▸ **Assignment**:
Select and copy out every line in the records containing "target".

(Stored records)
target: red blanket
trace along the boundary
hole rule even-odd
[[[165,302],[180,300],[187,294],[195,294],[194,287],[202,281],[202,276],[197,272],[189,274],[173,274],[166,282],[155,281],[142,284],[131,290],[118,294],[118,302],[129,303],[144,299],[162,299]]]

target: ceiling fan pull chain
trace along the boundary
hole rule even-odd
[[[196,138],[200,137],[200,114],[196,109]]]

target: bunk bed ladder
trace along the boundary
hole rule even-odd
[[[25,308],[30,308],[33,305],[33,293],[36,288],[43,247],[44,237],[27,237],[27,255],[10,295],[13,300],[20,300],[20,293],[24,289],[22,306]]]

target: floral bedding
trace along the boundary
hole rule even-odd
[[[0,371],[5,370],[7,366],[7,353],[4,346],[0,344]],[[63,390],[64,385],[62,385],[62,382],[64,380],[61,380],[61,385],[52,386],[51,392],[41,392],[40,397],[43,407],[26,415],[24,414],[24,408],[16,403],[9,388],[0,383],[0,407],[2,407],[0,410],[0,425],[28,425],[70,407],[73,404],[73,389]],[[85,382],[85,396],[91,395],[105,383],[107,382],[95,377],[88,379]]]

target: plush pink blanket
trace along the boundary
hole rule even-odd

▸ **Written solution**:
target: red blanket
target: ceiling fan pull chain
target: bunk bed ladder
target: floral bedding
target: plush pink blanket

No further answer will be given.